-- RECORDS FOR THE TASK start --

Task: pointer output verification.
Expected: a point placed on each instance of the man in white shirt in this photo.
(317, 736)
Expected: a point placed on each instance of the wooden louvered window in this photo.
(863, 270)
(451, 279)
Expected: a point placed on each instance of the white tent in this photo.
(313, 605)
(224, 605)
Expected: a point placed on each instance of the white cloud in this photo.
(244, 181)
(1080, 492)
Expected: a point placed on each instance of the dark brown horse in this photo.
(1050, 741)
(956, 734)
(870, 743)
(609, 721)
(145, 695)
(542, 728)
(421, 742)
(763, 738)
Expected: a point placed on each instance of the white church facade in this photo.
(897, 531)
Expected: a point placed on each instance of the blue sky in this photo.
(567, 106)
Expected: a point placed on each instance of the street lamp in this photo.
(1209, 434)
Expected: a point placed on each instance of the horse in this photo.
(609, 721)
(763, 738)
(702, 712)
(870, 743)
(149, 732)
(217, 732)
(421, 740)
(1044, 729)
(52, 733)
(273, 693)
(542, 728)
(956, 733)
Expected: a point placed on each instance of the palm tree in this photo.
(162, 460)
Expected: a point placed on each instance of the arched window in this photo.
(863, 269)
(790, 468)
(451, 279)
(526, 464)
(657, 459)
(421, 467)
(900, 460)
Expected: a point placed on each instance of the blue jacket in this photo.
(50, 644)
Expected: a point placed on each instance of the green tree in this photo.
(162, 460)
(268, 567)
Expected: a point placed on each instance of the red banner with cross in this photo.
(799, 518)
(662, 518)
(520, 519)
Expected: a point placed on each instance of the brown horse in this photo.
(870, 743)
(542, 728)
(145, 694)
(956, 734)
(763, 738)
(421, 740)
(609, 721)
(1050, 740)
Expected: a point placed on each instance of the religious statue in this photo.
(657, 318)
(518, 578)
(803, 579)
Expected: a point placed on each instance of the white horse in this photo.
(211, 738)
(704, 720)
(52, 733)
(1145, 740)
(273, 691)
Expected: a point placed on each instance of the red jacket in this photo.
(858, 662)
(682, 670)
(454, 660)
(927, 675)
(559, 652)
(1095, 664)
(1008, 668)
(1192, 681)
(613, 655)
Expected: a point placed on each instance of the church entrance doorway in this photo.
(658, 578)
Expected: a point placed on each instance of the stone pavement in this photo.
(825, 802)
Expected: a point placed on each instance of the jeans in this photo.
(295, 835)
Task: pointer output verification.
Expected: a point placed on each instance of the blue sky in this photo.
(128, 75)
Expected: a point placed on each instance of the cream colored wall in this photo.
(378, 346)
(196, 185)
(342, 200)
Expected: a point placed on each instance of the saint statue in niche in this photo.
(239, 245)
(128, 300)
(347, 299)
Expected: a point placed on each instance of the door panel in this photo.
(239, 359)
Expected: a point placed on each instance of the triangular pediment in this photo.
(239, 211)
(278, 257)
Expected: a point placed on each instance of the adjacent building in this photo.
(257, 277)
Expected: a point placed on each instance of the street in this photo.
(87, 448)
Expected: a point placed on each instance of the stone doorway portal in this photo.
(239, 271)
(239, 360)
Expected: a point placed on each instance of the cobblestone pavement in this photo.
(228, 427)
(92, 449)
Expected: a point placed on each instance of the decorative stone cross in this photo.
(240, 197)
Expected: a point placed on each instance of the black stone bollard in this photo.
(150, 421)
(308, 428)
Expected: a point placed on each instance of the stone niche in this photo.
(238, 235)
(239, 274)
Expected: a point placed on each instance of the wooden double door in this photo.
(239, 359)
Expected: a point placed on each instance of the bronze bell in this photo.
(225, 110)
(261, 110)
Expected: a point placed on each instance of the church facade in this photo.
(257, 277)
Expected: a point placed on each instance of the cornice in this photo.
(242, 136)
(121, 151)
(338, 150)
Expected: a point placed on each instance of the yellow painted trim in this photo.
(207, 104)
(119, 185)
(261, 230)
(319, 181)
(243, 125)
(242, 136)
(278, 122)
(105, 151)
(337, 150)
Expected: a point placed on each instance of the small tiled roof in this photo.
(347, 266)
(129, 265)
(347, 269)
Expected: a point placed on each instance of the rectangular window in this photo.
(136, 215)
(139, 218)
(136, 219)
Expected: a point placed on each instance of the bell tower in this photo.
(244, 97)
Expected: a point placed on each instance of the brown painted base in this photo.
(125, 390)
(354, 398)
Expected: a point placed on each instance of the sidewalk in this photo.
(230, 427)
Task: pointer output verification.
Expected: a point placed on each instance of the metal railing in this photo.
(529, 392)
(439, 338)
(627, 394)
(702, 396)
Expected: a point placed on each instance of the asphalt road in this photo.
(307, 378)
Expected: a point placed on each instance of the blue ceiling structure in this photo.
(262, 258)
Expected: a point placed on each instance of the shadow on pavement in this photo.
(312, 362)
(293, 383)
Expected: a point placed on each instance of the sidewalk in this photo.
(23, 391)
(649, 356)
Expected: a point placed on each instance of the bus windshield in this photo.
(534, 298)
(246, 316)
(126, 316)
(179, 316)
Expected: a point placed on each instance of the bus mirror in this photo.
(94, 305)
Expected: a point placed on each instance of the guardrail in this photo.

-- RECORDS FOR THE TASK end --

THE EXERCISE: Write out all of the data above verbatim, line for line.

RESULT FOR THIS EXERCISE:
Task: pointer output verification.
Expected: a point placed on each instance of the man in white shirt in this photo.
(317, 736)
Expected: a point placed on each instance of the wooden louvered window in this photo.
(863, 270)
(451, 279)
Expected: a point placed on each instance of the white tent in this photo.
(313, 605)
(224, 605)
Expected: a point placed on each instance of the white cloud in this photo.
(244, 181)
(1080, 492)
Expected: a point placed on each instance of the dark brown horse in this photo.
(1050, 741)
(956, 734)
(870, 743)
(609, 721)
(145, 695)
(542, 728)
(421, 742)
(763, 738)
Expected: a point placed on each instance of the white church facade in this photo.
(897, 531)
Expected: a point placed on each instance of the blue sky in this photo.
(567, 106)
Expected: a point placed on each instance of the street lamp in this photo.
(1209, 434)
Expected: a point placed on each instance of the horse in this photo.
(609, 721)
(763, 738)
(702, 712)
(870, 743)
(149, 732)
(217, 732)
(421, 740)
(1044, 729)
(52, 733)
(273, 693)
(542, 728)
(956, 733)
Expected: a point placed on each instance of the palm tree in this photo.
(162, 460)
Expected: a point placed on each instance of the arched window in this photo.
(863, 269)
(790, 468)
(451, 279)
(526, 464)
(657, 459)
(421, 467)
(900, 460)
Expected: a point placed on each instance of the blue jacket in this photo.
(50, 644)
Expected: a point placed on each instance of the green tree in this photo.
(162, 460)
(268, 567)
Expected: a point placed on each instance of the red banner with cross in this photo.
(799, 518)
(662, 518)
(520, 519)
Expected: a point placed on each instance of the brown horse in this photo.
(870, 743)
(542, 728)
(145, 694)
(956, 734)
(763, 738)
(421, 740)
(609, 721)
(1050, 740)
Expected: a point placed on each instance of the religious statue in this photo.
(657, 318)
(518, 578)
(803, 579)
Expected: a point placed on each instance of the white horse in this photo.
(211, 738)
(704, 720)
(52, 733)
(1145, 740)
(273, 691)
Expected: a point placed on each instance of the red jacket in this photo.
(858, 662)
(682, 670)
(454, 660)
(927, 675)
(559, 652)
(1095, 664)
(1008, 668)
(1192, 681)
(613, 655)
Expected: a point placed on each instance of the church entrance doorway in this photo.
(658, 578)
Expected: a point placed on each instance of the stone pavement in this photo.
(825, 802)
Expected: a point placed on each instance of the jeans in this photo.
(295, 835)
Task: pointer output verification.
Expected: a point placed on each instance of the blue sky in this photo.
(128, 75)
Expected: a point placed on each instance of the cream colored wall in this photo.
(378, 346)
(196, 185)
(342, 200)
Expected: a point placed on each instance of the saint statue in niche in this photo.
(239, 245)
(128, 300)
(347, 299)
Expected: a point placed on each instance of the door panel in this photo.
(239, 359)
Expected: a point placed on each instance of the triangular pediment in this photo.
(239, 211)
(278, 257)
Expected: a point placed on each instance of the adjacent building in this photo.
(257, 277)
Expected: a point placed on each instance of the street in this photo.
(87, 448)
Expected: a point placed on each instance of the stone doorway portal in this photo.
(239, 271)
(239, 360)
Expected: a point placed on each instance of the cobblestone pavement in this photo.
(228, 427)
(92, 449)
Expected: a point placed on each instance of the decorative stone cross in this photo.
(240, 197)
Expected: a point placed on each instance of the black stone bollard in this photo.
(150, 421)
(308, 428)
Expected: a point placed on each instance of the stone niche in this photo.
(238, 235)
(239, 274)
Expected: a point placed on each instance of the wooden double door in this photo.
(239, 359)
Expected: a point placed on each instance of the bronze bell in this photo.
(225, 110)
(261, 110)
Expected: a point placed on each instance of the church facade in this photo.
(257, 277)
Expected: a point placed on each instance of the cornice in this photo.
(242, 136)
(121, 151)
(338, 150)
Expected: a point placed on each instance of the yellow painted trim in this photo.
(207, 104)
(119, 185)
(261, 230)
(319, 181)
(243, 125)
(242, 136)
(278, 122)
(105, 151)
(337, 150)
Expected: a point placed on each instance of the small tiled roof in this photo.
(347, 266)
(129, 265)
(347, 269)
Expected: a point placed on each instance of the rectangular window in this photo.
(136, 215)
(139, 218)
(136, 219)
Expected: a point placed on each instance of the bell tower in this photo.
(244, 97)
Expected: a point placed on each instance of the brown painted base in this photo.
(125, 390)
(354, 398)
Expected: a point placed on each instance of the sidewalk in this photo.
(230, 427)
Task: pointer output verification.
Expected: a point placed on each instance of the metal railing in this photo.
(529, 392)
(439, 338)
(627, 394)
(702, 396)
Expected: a point placed on each instance of the asphalt road in this photo.
(307, 378)
Expected: a point placed on each instance of the blue ceiling structure in this photo.
(262, 258)
Expected: a point placed on each instance of the shadow on pavement in this photo.
(312, 362)
(293, 383)
Expected: a point placed on each instance of the sidewalk in this photo.
(23, 391)
(649, 356)
Expected: a point placed on each instance of the bus windshield in this photo.
(534, 298)
(246, 316)
(126, 316)
(179, 316)
Expected: a point placed on each instance of the bus mirror in this photo.
(94, 305)
Expected: a point placed on each instance of the guardrail in this photo.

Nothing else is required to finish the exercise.